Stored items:

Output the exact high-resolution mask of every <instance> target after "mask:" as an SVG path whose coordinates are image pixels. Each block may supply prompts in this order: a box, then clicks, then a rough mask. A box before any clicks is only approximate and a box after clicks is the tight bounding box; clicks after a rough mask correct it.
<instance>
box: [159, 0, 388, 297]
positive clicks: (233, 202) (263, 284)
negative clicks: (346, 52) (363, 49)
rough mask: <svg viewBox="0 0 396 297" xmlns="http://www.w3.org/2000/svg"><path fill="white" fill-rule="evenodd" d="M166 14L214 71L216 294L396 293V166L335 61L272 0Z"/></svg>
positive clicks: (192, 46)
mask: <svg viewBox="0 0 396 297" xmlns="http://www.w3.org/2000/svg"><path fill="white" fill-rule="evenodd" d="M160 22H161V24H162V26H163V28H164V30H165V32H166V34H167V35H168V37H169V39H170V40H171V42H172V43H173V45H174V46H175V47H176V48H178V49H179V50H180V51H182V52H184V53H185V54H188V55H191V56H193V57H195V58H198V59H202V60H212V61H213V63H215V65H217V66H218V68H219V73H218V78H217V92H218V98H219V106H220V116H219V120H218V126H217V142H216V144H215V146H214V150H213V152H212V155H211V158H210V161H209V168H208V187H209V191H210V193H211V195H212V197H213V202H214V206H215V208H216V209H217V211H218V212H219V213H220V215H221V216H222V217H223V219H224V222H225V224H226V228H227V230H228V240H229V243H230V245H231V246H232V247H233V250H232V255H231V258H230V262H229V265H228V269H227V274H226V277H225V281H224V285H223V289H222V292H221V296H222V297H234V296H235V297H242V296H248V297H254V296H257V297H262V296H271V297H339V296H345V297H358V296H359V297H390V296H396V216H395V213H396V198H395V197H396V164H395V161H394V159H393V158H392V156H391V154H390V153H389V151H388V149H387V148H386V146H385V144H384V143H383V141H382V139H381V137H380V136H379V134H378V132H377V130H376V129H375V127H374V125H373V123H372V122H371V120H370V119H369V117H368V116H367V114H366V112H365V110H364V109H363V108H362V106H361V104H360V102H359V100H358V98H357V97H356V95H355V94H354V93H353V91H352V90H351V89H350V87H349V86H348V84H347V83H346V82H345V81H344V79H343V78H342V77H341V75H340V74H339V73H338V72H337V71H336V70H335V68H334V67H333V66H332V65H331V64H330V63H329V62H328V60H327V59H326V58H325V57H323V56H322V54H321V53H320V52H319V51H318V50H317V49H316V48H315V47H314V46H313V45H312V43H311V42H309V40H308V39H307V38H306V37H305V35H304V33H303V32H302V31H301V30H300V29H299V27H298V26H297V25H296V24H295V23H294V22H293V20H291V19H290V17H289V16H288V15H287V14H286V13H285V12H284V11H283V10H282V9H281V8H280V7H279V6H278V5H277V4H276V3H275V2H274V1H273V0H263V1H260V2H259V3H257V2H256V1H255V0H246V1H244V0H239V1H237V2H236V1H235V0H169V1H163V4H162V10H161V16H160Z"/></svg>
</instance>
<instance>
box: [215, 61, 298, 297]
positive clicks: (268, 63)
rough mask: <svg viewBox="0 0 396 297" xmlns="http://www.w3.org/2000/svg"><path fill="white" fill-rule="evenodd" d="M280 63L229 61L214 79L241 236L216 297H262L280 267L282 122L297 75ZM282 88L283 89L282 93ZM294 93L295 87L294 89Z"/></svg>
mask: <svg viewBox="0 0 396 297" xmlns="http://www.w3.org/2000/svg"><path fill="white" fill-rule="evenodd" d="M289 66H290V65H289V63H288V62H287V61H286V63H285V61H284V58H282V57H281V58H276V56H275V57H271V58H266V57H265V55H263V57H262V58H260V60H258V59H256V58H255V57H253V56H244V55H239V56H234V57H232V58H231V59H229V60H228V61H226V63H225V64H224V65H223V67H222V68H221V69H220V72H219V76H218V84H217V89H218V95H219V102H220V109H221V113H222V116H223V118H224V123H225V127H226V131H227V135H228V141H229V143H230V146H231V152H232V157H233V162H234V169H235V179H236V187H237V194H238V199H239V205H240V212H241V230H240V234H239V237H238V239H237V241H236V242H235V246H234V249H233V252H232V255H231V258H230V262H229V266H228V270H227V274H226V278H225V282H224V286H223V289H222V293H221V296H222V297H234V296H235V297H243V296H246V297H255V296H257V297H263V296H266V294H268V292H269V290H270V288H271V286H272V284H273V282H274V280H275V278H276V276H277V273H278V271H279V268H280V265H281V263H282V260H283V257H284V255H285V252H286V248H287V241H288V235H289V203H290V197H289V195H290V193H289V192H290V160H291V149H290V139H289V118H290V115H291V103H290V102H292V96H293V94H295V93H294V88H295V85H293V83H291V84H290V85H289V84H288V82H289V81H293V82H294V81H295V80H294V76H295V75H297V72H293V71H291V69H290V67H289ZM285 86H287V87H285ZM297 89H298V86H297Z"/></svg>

**Prompt:** Copy the entire listing above verbatim, keeping every line unchanged and in its original order.

**Solution to this problem:**
Output the exact high-resolution mask of every <instance> target after "mask:" as an SVG path whose coordinates are image pixels. Each block may supply prompts in this order: a box, then clicks, then a rough mask. A box before any clicks is only approximate and a box after clicks is the tight bounding box; clicks after a rough mask correct it.
<instance>
box: [159, 0, 388, 297]
positive clicks: (233, 202) (263, 284)
negative clicks: (346, 52) (363, 49)
rough mask: <svg viewBox="0 0 396 297" xmlns="http://www.w3.org/2000/svg"><path fill="white" fill-rule="evenodd" d="M166 14L214 71L216 294L396 293V166L335 61L272 0Z"/></svg>
positive clicks: (192, 46)
mask: <svg viewBox="0 0 396 297" xmlns="http://www.w3.org/2000/svg"><path fill="white" fill-rule="evenodd" d="M160 22H161V24H162V26H163V28H164V30H165V32H166V34H167V35H168V37H169V39H170V40H171V42H172V43H173V45H174V46H175V47H176V48H178V49H179V50H180V51H182V52H184V53H185V54H188V55H191V56H193V57H195V58H198V59H202V60H212V61H213V63H215V65H217V66H218V68H219V73H218V78H217V92H218V98H219V106H220V116H219V120H218V126H217V142H216V144H215V146H214V150H213V152H212V155H211V158H210V161H209V168H208V187H209V191H210V193H211V195H212V197H213V202H214V206H215V208H216V209H217V211H218V212H219V213H220V215H221V216H222V217H223V219H224V222H225V224H226V228H227V230H228V240H229V243H230V245H231V246H232V247H233V250H232V255H231V258H230V262H229V265H228V269H227V274H226V277H225V281H224V285H223V289H222V292H221V296H222V297H234V296H235V297H242V296H248V297H254V296H257V297H262V296H271V297H339V296H345V297H358V296H359V297H390V296H396V216H395V213H396V198H395V197H396V164H395V161H394V159H393V158H392V156H391V154H390V153H389V151H388V149H387V148H386V146H385V144H384V143H383V141H382V139H381V137H380V136H379V134H378V132H377V130H376V129H375V127H374V125H373V123H372V122H371V120H370V119H369V117H368V116H367V114H366V112H365V110H364V109H363V108H362V106H361V104H360V102H359V100H358V98H357V97H356V95H355V94H354V93H353V91H352V90H351V89H350V87H349V86H348V84H347V83H346V82H345V81H344V79H343V78H342V77H341V75H340V74H339V73H338V72H337V71H336V70H335V68H334V67H333V66H332V65H331V64H330V63H329V62H328V60H327V59H326V58H325V57H323V56H322V54H321V53H320V52H319V51H318V50H317V49H316V48H315V47H314V46H313V45H312V43H311V42H309V40H308V39H307V38H306V37H305V35H304V33H303V32H302V31H301V30H300V29H299V27H298V26H297V25H296V24H295V23H294V22H293V20H291V19H290V17H289V16H288V15H287V14H286V13H285V12H284V11H283V10H282V9H281V8H280V7H279V6H278V5H277V4H276V3H275V2H274V1H273V0H263V1H260V2H259V3H257V2H256V1H255V0H246V1H244V0H239V1H237V2H236V1H235V0H169V1H163V4H162V10H161V16H160Z"/></svg>
</instance>
<instance>
box: [215, 61, 298, 297]
positive clicks: (268, 63)
rough mask: <svg viewBox="0 0 396 297" xmlns="http://www.w3.org/2000/svg"><path fill="white" fill-rule="evenodd" d="M280 63L229 61L214 79L241 236L216 297H262L280 267L282 122L297 75ZM282 88L283 89L282 93ZM294 93L295 87L294 89Z"/></svg>
mask: <svg viewBox="0 0 396 297" xmlns="http://www.w3.org/2000/svg"><path fill="white" fill-rule="evenodd" d="M289 66H290V65H289V63H288V62H287V61H286V63H285V61H284V58H282V57H281V58H276V56H275V57H271V58H266V57H265V55H263V57H262V58H260V60H258V59H256V58H255V57H253V56H244V55H239V56H234V57H232V58H231V59H229V60H228V61H226V63H225V64H224V65H223V67H222V68H221V69H220V72H219V76H218V84H217V89H218V95H219V102H220V109H221V113H222V116H223V118H224V123H225V127H226V131H227V135H228V141H229V143H230V146H231V152H232V157H233V162H234V169H235V179H236V187H237V194H238V199H239V205H240V212H241V230H240V234H239V237H238V239H237V241H236V242H235V246H234V249H233V252H232V255H231V258H230V262H229V266H228V270H227V274H226V278H225V282H224V286H223V289H222V293H221V296H222V297H234V296H235V297H243V296H246V297H255V296H257V297H263V296H266V294H268V292H269V290H270V288H271V286H272V284H273V282H274V280H275V278H276V276H277V273H278V271H279V268H280V265H281V263H282V260H283V257H284V255H285V252H286V248H287V241H288V235H289V203H290V197H289V195H290V193H289V192H290V160H291V149H290V139H289V118H290V115H291V103H290V102H292V96H293V94H295V93H294V88H295V85H293V83H291V84H290V85H289V84H288V82H289V81H293V82H294V81H295V80H294V76H295V75H297V72H293V71H291V69H290V67H289ZM285 86H287V87H285ZM297 89H298V86H297Z"/></svg>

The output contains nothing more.